> _EXERCISE BRIEF_: Please reproduce the passage below on tree-ring reconstructions of California streamflow, from "The report helps" up to and including "the historical record.".

> _EXCERPTED PASSAGE_:
_____

The report helps develop long-term reconstructions of streamflow or precipitation for the Klamath, Sacramento, and San Joaquin river basins.
The report, prepared for DWR by researchers at the University of Arizona, is available at http://www.water.ca.gov/waterconditions/docs/tree_ring_report_for_web.pdf .
Funding for part of the Klamath Basin work was provided by the U.S. Bureau of Reclamation under its WaterSMART program.
Initial work on the reconstruction project began in 2010, at a time when California was just emerging from the 2007-09 drought.
Completion of the final report coincides with a new three-year drought and a Water Year 2014 that so far is one of the driest years in the historical record.
California’s roughly 100 years of observed data are, however, only a small subset of the hydrologic record that can be reconstructed by measuring tree rings and calibrating them to observed data.

_____

> _PROVIDED DATA_:

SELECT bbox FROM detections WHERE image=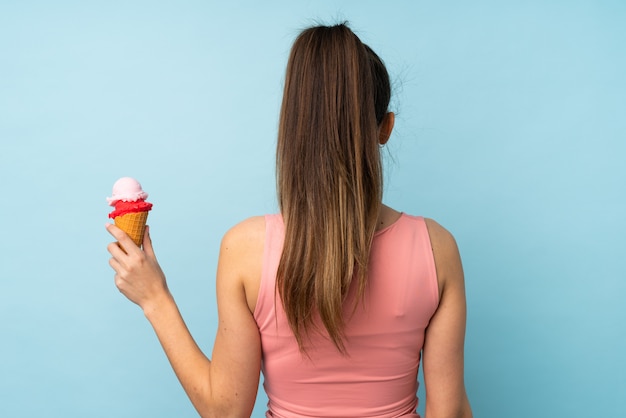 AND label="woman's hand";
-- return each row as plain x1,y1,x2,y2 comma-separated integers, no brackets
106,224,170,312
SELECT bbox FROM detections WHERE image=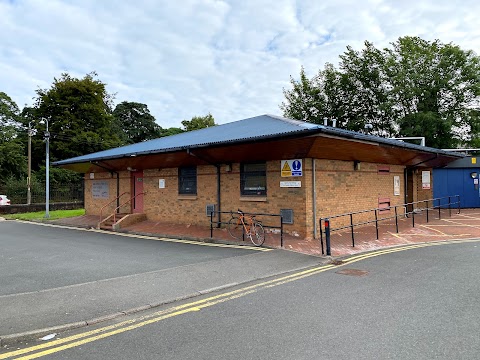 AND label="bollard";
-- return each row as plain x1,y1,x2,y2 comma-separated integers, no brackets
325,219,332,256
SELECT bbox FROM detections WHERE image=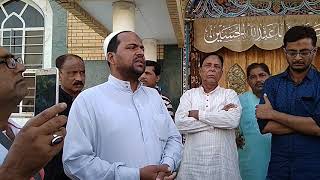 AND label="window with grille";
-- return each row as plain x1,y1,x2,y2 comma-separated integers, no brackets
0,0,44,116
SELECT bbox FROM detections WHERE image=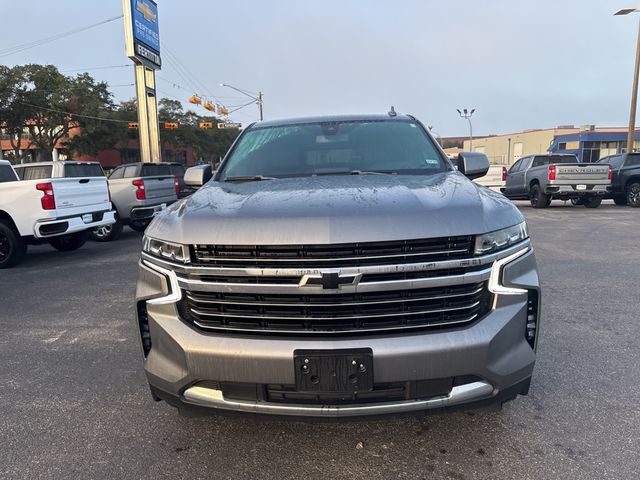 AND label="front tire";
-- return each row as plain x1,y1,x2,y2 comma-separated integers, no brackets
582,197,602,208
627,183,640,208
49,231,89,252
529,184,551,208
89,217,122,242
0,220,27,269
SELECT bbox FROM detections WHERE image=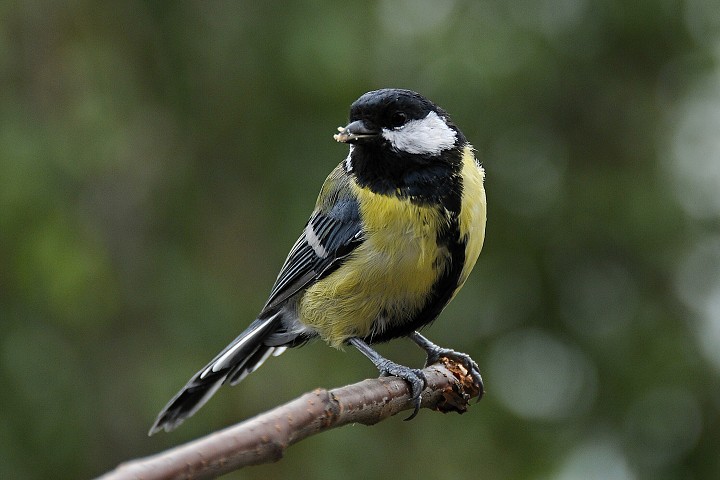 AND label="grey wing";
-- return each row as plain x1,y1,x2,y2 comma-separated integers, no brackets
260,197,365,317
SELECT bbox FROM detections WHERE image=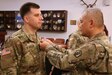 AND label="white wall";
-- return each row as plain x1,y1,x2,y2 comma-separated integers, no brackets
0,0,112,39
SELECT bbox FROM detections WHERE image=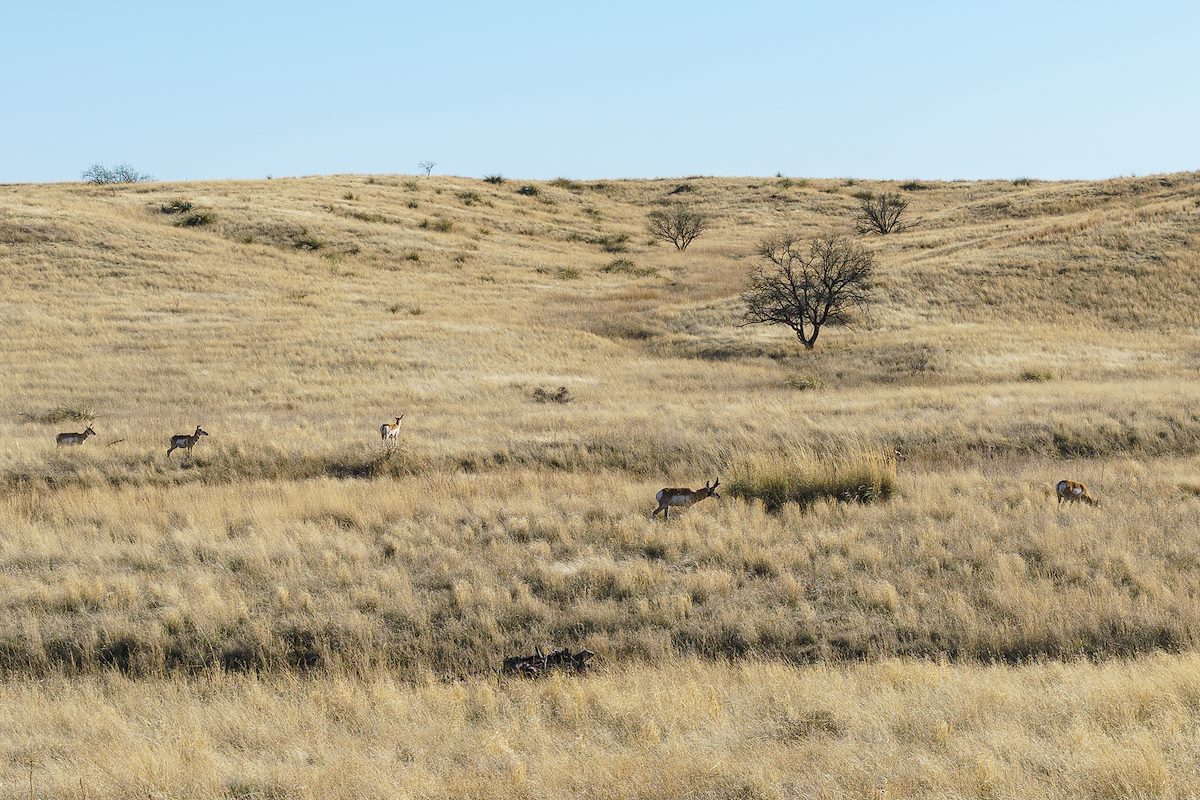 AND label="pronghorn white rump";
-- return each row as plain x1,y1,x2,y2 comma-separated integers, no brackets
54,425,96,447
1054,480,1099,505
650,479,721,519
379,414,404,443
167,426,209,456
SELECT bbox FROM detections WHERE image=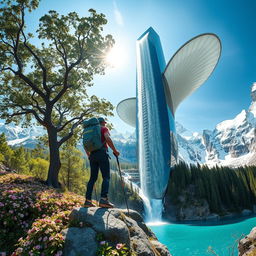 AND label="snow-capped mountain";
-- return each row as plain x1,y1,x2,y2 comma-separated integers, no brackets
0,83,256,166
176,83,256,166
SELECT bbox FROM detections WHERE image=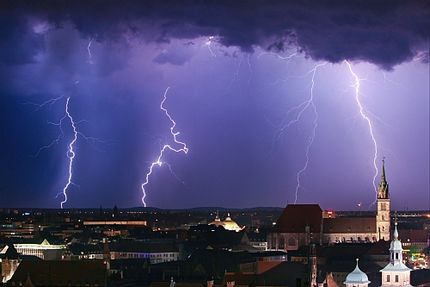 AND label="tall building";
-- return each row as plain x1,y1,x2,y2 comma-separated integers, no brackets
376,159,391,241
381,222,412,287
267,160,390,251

_____

> _REPLY_:
The report helps develop long-term reconstructions of streamflow or precipitation for the Klamath, Sacramento, and San Joaquin river basins.
The report, prepared for DWR by researchers at the University of Arizona, is available at http://www.water.ca.gov/waterconditions/docs/tree_ring_report_for_web.pdf .
Funding for part of the Klamath Basin work was provided by the U.S. Bureau of Reclamation under its WaterSMART program.
Initial work on the reconstruction project began in 2010, at a time when California was just emerging from the 2007-09 drought.
Completion of the final report coincides with a new three-year drought and a Water Year 2014 that so far is one of the driest years in the historical record.